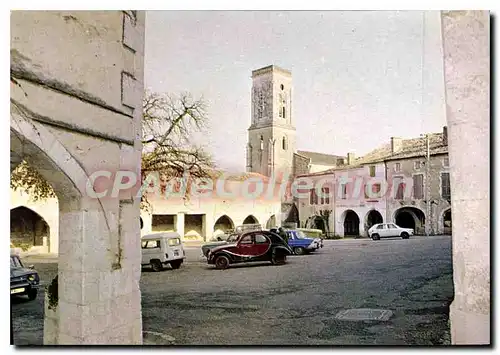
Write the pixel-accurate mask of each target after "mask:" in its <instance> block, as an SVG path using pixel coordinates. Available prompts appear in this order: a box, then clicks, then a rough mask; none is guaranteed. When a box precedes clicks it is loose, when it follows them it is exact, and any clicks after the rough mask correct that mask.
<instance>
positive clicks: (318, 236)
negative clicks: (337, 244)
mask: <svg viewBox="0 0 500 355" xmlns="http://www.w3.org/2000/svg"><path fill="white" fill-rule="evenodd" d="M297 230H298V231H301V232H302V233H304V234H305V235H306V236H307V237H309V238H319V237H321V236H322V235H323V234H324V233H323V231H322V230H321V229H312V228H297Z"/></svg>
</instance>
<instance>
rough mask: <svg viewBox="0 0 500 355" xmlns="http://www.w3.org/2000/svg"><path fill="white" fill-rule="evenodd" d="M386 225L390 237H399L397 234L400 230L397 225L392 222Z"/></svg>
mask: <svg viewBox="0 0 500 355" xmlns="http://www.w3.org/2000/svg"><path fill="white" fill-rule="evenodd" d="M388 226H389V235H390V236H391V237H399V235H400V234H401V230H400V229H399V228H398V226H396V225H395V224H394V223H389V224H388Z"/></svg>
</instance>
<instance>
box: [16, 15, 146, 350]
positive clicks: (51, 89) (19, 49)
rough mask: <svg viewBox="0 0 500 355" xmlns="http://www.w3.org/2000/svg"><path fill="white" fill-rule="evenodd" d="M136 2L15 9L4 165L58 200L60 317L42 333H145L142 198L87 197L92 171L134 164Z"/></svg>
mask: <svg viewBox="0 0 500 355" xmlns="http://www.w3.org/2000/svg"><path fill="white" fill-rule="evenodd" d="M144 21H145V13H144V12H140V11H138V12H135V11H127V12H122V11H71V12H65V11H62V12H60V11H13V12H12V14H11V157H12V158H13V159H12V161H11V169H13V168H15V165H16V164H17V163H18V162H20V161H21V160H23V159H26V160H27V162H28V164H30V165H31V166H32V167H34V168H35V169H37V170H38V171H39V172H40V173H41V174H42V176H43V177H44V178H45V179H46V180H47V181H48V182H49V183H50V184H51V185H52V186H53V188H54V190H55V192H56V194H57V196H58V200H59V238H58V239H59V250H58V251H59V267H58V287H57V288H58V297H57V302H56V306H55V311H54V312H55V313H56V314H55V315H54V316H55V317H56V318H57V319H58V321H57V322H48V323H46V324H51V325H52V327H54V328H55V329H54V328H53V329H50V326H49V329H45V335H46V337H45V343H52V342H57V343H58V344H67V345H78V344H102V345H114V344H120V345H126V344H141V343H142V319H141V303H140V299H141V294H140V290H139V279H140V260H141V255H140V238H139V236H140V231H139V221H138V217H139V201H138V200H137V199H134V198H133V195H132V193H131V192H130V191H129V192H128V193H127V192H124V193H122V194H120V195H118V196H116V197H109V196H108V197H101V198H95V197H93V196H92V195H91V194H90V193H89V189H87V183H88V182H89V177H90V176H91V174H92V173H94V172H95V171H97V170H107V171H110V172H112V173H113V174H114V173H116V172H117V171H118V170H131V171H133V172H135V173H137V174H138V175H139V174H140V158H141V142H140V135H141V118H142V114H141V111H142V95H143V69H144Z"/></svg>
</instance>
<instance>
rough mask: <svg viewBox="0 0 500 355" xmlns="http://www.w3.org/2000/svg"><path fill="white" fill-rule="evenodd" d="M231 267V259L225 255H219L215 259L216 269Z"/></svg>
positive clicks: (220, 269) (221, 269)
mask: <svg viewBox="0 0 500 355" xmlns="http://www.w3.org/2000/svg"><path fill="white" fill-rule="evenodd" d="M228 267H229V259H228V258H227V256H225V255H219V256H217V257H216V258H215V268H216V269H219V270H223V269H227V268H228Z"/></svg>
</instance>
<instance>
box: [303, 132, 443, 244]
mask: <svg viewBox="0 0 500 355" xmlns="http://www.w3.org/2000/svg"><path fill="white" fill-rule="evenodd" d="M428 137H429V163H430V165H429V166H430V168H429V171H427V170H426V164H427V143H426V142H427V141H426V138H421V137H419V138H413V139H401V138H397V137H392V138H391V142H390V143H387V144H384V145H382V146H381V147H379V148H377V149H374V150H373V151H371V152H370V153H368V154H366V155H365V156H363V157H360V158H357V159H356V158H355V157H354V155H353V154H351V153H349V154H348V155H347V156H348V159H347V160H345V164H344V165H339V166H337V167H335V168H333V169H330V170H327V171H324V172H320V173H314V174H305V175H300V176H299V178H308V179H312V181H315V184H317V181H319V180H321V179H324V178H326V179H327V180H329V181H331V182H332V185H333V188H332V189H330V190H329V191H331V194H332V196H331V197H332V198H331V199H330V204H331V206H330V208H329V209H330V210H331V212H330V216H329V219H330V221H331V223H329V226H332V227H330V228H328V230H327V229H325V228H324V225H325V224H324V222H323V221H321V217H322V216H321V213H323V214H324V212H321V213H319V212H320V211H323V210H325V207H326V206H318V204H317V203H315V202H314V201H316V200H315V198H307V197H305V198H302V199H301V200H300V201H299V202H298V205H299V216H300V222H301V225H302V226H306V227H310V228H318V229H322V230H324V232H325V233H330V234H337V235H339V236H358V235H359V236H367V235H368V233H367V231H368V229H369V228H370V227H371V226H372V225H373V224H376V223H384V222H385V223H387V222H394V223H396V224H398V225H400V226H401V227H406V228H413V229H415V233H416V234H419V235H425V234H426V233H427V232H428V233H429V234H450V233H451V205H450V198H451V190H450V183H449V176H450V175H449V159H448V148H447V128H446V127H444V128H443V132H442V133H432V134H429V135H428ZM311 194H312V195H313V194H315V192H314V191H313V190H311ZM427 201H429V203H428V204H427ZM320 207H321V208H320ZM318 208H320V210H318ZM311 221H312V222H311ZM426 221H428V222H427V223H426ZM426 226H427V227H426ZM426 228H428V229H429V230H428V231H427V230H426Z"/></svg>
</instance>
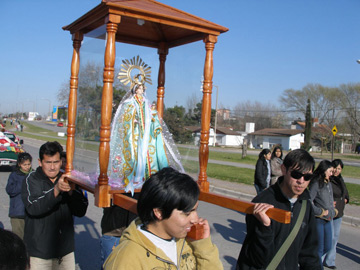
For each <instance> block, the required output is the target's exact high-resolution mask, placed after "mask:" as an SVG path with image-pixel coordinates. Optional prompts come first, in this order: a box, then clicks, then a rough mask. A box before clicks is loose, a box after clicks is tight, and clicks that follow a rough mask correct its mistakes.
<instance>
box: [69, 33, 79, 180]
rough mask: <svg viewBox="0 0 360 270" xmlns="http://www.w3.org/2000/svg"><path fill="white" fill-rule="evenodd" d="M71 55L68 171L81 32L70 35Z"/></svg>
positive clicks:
------------------------------
Please write out every record above exactly, but leave the pictures out.

▶ _Task output_
Write the pixel-accurate mask of each target after "mask:" in its <instance> block, as an SVG path using pixel coordinates. Available prompts appear in this order: a box, then clicks, then a rough mask; none is guaranteed. When a box precedes clicks it is loose, when it follows them it is exact, and any clicks after the rough mask correct that mask.
<instance>
positive clicks: (318, 236)
negative clicks: (337, 244)
mask: <svg viewBox="0 0 500 355" xmlns="http://www.w3.org/2000/svg"><path fill="white" fill-rule="evenodd" d="M297 230H298V231H301V232H302V233H304V234H305V235H306V236H307V237H309V238H319V237H321V236H322V235H323V234H324V233H323V231H322V230H321V229H312V228H297Z"/></svg>
</instance>
<instance>
rough mask: <svg viewBox="0 0 500 355" xmlns="http://www.w3.org/2000/svg"><path fill="white" fill-rule="evenodd" d="M386 225L390 237H399L397 234L400 230L397 225L392 222Z"/></svg>
mask: <svg viewBox="0 0 500 355" xmlns="http://www.w3.org/2000/svg"><path fill="white" fill-rule="evenodd" d="M388 226H389V235H390V236H391V237H399V235H400V234H401V230H400V229H399V228H398V226H396V225H395V224H394V223H389V224H388Z"/></svg>
</instance>
<instance>
box: [16, 15, 146, 350]
positive clicks: (51, 89) (19, 49)
rough mask: <svg viewBox="0 0 500 355" xmlns="http://www.w3.org/2000/svg"><path fill="white" fill-rule="evenodd" d="M136 2L15 9L4 165L58 200L60 317L42 333H145L142 198L87 197L92 171L134 164Z"/></svg>
mask: <svg viewBox="0 0 500 355" xmlns="http://www.w3.org/2000/svg"><path fill="white" fill-rule="evenodd" d="M144 21H145V13H144V12H140V11H138V12H135V11H127V12H122V11H71V12H65V11H62V12H60V11H13V12H12V14H11V157H12V158H13V159H12V161H11V169H13V168H15V165H16V164H17V163H18V162H20V161H21V160H23V159H26V160H27V162H28V164H30V165H31V166H32V167H34V168H35V169H37V170H38V171H39V172H40V173H41V174H42V176H43V177H44V178H45V179H46V180H47V181H48V182H49V183H50V184H51V185H52V186H53V188H54V190H55V192H56V194H57V196H58V200H59V238H58V239H59V250H58V251H59V267H58V287H57V288H58V297H57V302H56V306H55V311H54V312H55V313H56V314H55V315H54V316H55V317H56V318H57V319H58V321H57V322H48V323H46V324H51V325H52V327H54V328H55V329H54V328H53V329H50V326H49V329H45V335H46V337H45V343H52V342H57V343H58V344H67V345H78V344H102V345H114V344H120V345H126V344H141V343H142V319H141V303H140V299H141V294H140V290H139V279H140V260H141V255H140V238H139V236H140V231H139V221H138V217H139V201H138V200H137V199H134V198H133V195H132V193H131V192H130V191H129V192H128V193H127V192H124V193H122V194H120V195H118V196H116V197H109V196H108V197H101V198H95V197H93V196H92V195H91V194H90V193H89V189H87V183H88V182H89V177H90V176H91V174H92V173H94V172H95V171H97V170H107V171H110V172H112V173H113V174H114V173H116V172H117V171H118V170H131V171H133V172H135V173H137V174H138V175H139V174H140V158H141V142H140V135H141V118H142V114H141V111H142V95H143V69H144Z"/></svg>
</instance>
<instance>
rough mask: <svg viewBox="0 0 500 355" xmlns="http://www.w3.org/2000/svg"><path fill="white" fill-rule="evenodd" d="M231 267V259L225 255H219L215 259L216 269Z"/></svg>
positive clicks: (220, 269) (221, 269)
mask: <svg viewBox="0 0 500 355" xmlns="http://www.w3.org/2000/svg"><path fill="white" fill-rule="evenodd" d="M228 267H229V259H228V258H227V256H225V255H219V256H217V257H216V258H215V268H216V269H219V270H223V269H227V268H228Z"/></svg>
</instance>
<instance>
box: [303, 132, 443, 244]
mask: <svg viewBox="0 0 500 355" xmlns="http://www.w3.org/2000/svg"><path fill="white" fill-rule="evenodd" d="M428 137H429V163H430V165H429V166H430V168H429V171H427V170H426V164H427V143H426V142H427V141H426V138H421V137H419V138H413V139H401V138H397V137H392V138H391V142H390V143H387V144H384V145H382V146H381V147H379V148H377V149H374V150H373V151H371V152H370V153H368V154H366V155H365V156H363V157H360V158H357V159H356V158H355V157H354V155H353V154H351V153H349V154H348V155H347V156H348V159H347V160H345V164H344V165H339V166H337V167H335V168H333V169H330V170H327V171H324V172H320V173H314V174H305V175H300V176H299V178H308V179H312V181H315V184H317V181H319V180H321V179H324V178H326V179H327V180H329V181H331V182H332V185H333V188H332V189H330V190H329V191H331V194H332V196H331V197H332V198H331V199H330V204H331V206H330V208H329V209H330V210H331V212H330V216H329V219H330V221H331V223H329V226H332V227H330V228H328V230H327V229H325V228H324V225H325V224H324V222H323V221H321V217H322V216H321V213H323V214H324V212H321V213H319V212H320V211H323V210H325V207H326V206H318V204H317V203H315V202H314V201H316V200H315V198H307V197H305V198H302V199H301V200H300V201H299V202H298V205H299V216H300V222H301V225H302V226H306V227H310V228H318V229H322V230H324V232H325V233H330V234H337V235H339V236H358V235H359V236H367V235H368V233H367V231H368V229H369V228H370V227H371V226H372V225H373V224H376V223H384V222H385V223H387V222H394V223H396V224H398V225H400V226H401V227H406V228H413V229H415V233H416V234H419V235H425V234H426V233H427V232H428V233H429V234H450V233H451V205H450V198H451V190H450V183H449V176H450V175H449V159H448V148H447V128H446V127H444V128H443V132H442V133H432V134H429V135H428ZM311 194H312V195H313V194H315V192H314V191H313V190H311ZM427 201H429V203H428V204H427ZM320 207H321V208H320ZM318 208H320V210H318ZM311 221H312V222H311ZM426 221H428V222H427V223H426ZM426 226H427V227H426ZM426 228H428V229H429V230H428V231H427V230H426Z"/></svg>
</instance>
For each <instance> block, the required output is the target's exact high-resolution mask, placed after "mask:" as an SVG path with image-pixel coordinates. Optional prompts come first, in this order: a box, then clicks, then a rough mask. A box before clicks is loose, a box after clicks is tight, and clicks that follow a rough mask correct its mistakes.
<instance>
box: [69, 33, 79, 180]
rough mask: <svg viewBox="0 0 360 270" xmlns="http://www.w3.org/2000/svg"><path fill="white" fill-rule="evenodd" d="M71 55L68 171L81 32L70 35Z"/></svg>
positive clicks:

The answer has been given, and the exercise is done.